* _Exercise description_
Transcribe, word for word, the line containing "leaves on ground" and each line following it through the end of the listing below. Omit all other lines.

Begin Working data

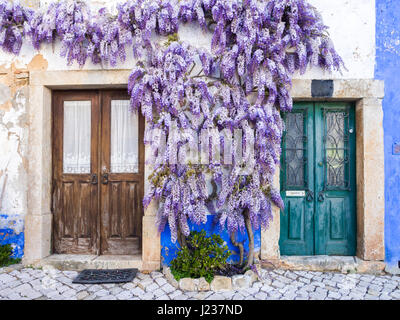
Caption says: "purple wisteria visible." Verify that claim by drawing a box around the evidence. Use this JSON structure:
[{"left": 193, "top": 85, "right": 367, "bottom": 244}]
[
  {"left": 0, "top": 0, "right": 344, "bottom": 263},
  {"left": 0, "top": 0, "right": 33, "bottom": 54}
]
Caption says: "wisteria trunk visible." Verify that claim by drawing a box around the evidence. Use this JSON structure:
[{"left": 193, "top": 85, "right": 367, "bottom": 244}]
[
  {"left": 243, "top": 209, "right": 254, "bottom": 269},
  {"left": 230, "top": 232, "right": 244, "bottom": 268}
]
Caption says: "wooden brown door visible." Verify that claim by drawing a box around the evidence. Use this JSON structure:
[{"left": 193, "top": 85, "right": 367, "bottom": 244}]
[
  {"left": 101, "top": 91, "right": 144, "bottom": 254},
  {"left": 52, "top": 90, "right": 144, "bottom": 254}
]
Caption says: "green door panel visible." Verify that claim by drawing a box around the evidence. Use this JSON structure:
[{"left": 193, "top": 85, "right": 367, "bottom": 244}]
[
  {"left": 279, "top": 102, "right": 356, "bottom": 255},
  {"left": 280, "top": 103, "right": 314, "bottom": 255},
  {"left": 315, "top": 103, "right": 356, "bottom": 255}
]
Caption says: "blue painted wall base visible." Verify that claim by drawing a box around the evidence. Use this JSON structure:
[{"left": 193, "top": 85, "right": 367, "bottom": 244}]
[
  {"left": 161, "top": 215, "right": 261, "bottom": 266},
  {"left": 0, "top": 214, "right": 25, "bottom": 258},
  {"left": 375, "top": 0, "right": 400, "bottom": 267}
]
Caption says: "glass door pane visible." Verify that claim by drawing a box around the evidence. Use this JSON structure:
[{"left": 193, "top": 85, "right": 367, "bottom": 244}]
[
  {"left": 110, "top": 100, "right": 139, "bottom": 173},
  {"left": 63, "top": 101, "right": 91, "bottom": 174}
]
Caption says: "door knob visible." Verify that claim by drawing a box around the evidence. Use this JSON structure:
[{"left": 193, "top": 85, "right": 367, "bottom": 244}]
[{"left": 90, "top": 174, "right": 98, "bottom": 184}]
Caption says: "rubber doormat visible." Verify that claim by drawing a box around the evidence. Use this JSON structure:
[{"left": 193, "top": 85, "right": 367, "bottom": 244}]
[{"left": 72, "top": 269, "right": 138, "bottom": 284}]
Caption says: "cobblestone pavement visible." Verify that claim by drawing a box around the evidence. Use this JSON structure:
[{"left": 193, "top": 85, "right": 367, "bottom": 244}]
[{"left": 0, "top": 266, "right": 400, "bottom": 300}]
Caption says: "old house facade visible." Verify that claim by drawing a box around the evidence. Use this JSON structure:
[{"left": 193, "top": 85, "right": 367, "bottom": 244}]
[{"left": 0, "top": 0, "right": 400, "bottom": 272}]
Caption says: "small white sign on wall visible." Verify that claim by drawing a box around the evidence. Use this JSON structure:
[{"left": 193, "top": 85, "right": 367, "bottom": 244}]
[{"left": 286, "top": 190, "right": 306, "bottom": 197}]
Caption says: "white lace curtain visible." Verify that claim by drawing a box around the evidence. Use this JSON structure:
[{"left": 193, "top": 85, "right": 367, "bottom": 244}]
[
  {"left": 111, "top": 100, "right": 139, "bottom": 173},
  {"left": 63, "top": 101, "right": 91, "bottom": 174}
]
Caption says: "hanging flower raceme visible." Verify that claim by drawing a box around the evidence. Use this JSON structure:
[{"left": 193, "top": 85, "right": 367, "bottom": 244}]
[{"left": 0, "top": 0, "right": 33, "bottom": 55}]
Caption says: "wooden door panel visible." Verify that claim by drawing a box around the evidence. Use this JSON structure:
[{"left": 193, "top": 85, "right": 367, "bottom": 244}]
[
  {"left": 52, "top": 92, "right": 99, "bottom": 254},
  {"left": 100, "top": 91, "right": 144, "bottom": 254}
]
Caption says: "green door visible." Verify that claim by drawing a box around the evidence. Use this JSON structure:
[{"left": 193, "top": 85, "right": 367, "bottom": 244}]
[{"left": 280, "top": 102, "right": 356, "bottom": 255}]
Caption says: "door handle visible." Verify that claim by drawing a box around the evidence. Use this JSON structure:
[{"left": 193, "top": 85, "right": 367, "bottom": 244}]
[
  {"left": 306, "top": 190, "right": 314, "bottom": 202},
  {"left": 90, "top": 174, "right": 98, "bottom": 184},
  {"left": 101, "top": 173, "right": 108, "bottom": 184}
]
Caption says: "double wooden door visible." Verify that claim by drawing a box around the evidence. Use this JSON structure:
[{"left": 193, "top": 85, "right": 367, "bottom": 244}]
[
  {"left": 280, "top": 102, "right": 356, "bottom": 255},
  {"left": 52, "top": 90, "right": 144, "bottom": 255}
]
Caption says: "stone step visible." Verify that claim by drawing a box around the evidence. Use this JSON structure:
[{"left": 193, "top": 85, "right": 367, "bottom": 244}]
[{"left": 36, "top": 254, "right": 142, "bottom": 271}]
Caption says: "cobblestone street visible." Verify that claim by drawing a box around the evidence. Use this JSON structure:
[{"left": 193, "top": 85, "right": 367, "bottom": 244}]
[{"left": 0, "top": 266, "right": 400, "bottom": 300}]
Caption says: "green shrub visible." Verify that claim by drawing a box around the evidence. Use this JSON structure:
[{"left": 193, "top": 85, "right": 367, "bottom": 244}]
[
  {"left": 0, "top": 244, "right": 21, "bottom": 267},
  {"left": 171, "top": 230, "right": 231, "bottom": 282}
]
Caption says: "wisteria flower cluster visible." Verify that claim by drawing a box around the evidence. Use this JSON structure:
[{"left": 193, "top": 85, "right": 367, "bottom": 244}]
[
  {"left": 128, "top": 0, "right": 343, "bottom": 251},
  {"left": 0, "top": 0, "right": 33, "bottom": 54}
]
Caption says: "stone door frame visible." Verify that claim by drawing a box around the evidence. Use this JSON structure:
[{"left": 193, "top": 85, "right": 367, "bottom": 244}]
[
  {"left": 23, "top": 70, "right": 384, "bottom": 270},
  {"left": 23, "top": 70, "right": 161, "bottom": 270},
  {"left": 261, "top": 79, "right": 385, "bottom": 261}
]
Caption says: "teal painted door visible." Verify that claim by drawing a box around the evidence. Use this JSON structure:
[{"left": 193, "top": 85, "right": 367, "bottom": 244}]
[{"left": 280, "top": 102, "right": 356, "bottom": 255}]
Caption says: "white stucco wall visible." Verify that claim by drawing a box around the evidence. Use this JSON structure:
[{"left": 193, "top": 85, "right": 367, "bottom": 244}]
[{"left": 0, "top": 0, "right": 375, "bottom": 220}]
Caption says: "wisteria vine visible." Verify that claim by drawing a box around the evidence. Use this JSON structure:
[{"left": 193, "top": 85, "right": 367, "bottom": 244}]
[{"left": 0, "top": 0, "right": 344, "bottom": 264}]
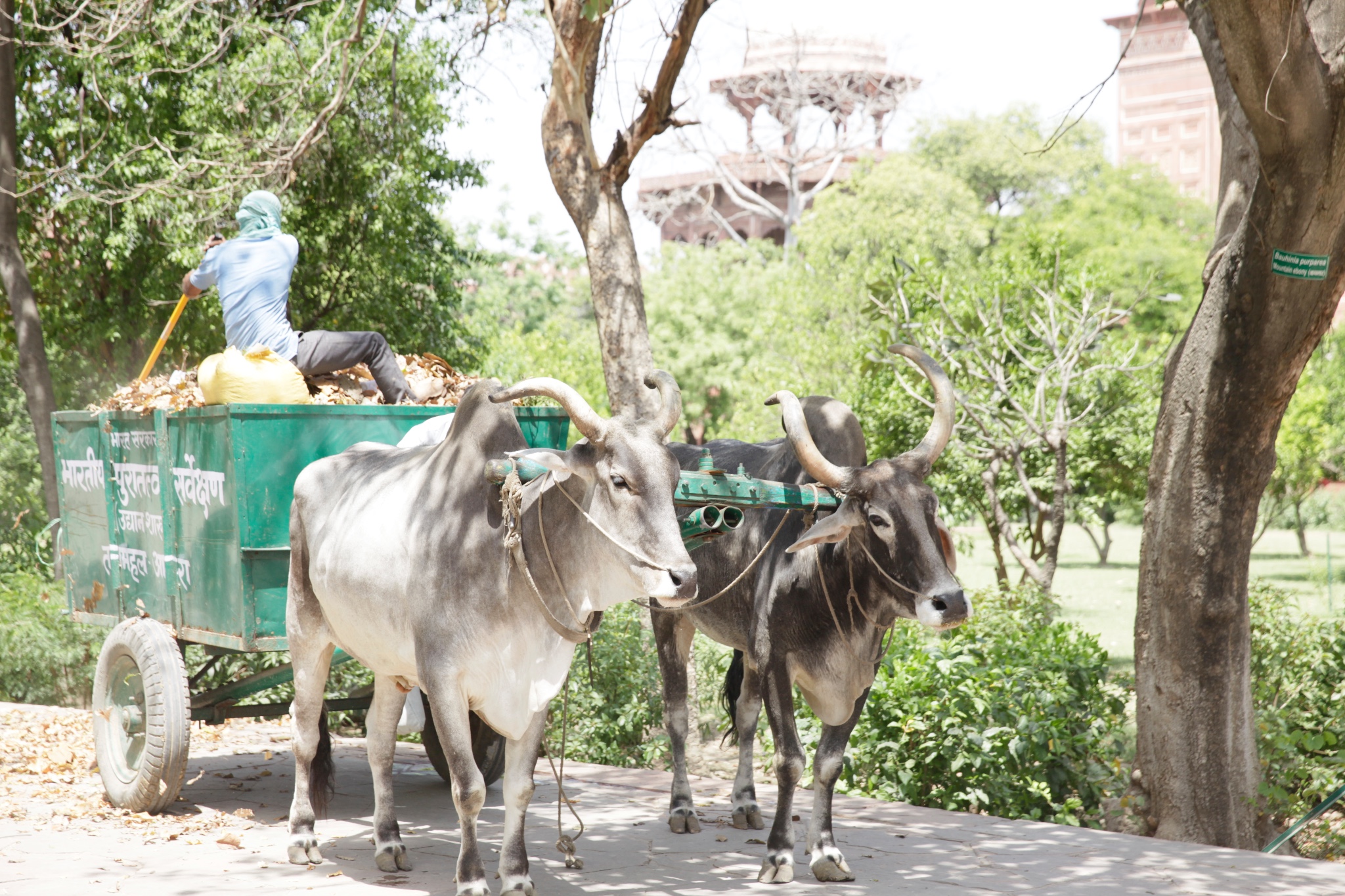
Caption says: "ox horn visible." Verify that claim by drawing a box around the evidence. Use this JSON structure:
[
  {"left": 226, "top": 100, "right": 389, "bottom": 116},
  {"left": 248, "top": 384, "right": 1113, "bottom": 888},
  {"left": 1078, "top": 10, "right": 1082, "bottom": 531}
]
[
  {"left": 491, "top": 376, "right": 607, "bottom": 442},
  {"left": 644, "top": 371, "right": 682, "bottom": 435},
  {"left": 888, "top": 343, "right": 958, "bottom": 465},
  {"left": 765, "top": 389, "right": 854, "bottom": 492}
]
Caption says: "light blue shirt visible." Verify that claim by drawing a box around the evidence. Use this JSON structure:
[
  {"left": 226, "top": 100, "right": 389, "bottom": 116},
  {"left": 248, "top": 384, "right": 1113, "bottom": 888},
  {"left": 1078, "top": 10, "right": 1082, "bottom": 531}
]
[{"left": 191, "top": 234, "right": 299, "bottom": 360}]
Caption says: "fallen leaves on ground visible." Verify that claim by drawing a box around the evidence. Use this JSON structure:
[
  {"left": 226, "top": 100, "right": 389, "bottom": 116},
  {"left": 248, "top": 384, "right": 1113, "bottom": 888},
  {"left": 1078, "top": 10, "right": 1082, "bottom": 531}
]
[{"left": 0, "top": 704, "right": 281, "bottom": 843}]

End Working data

* _Output of the exercise_
Caption says: "fallen leaves on ground visible." Verify that claim by drawing a box around the evidence. Use this JSON structure:
[
  {"left": 226, "top": 100, "right": 389, "bottom": 116},
  {"left": 248, "top": 384, "right": 1113, "bottom": 888},
  {"left": 1078, "top": 10, "right": 1082, "bottom": 531}
]
[{"left": 0, "top": 704, "right": 281, "bottom": 843}]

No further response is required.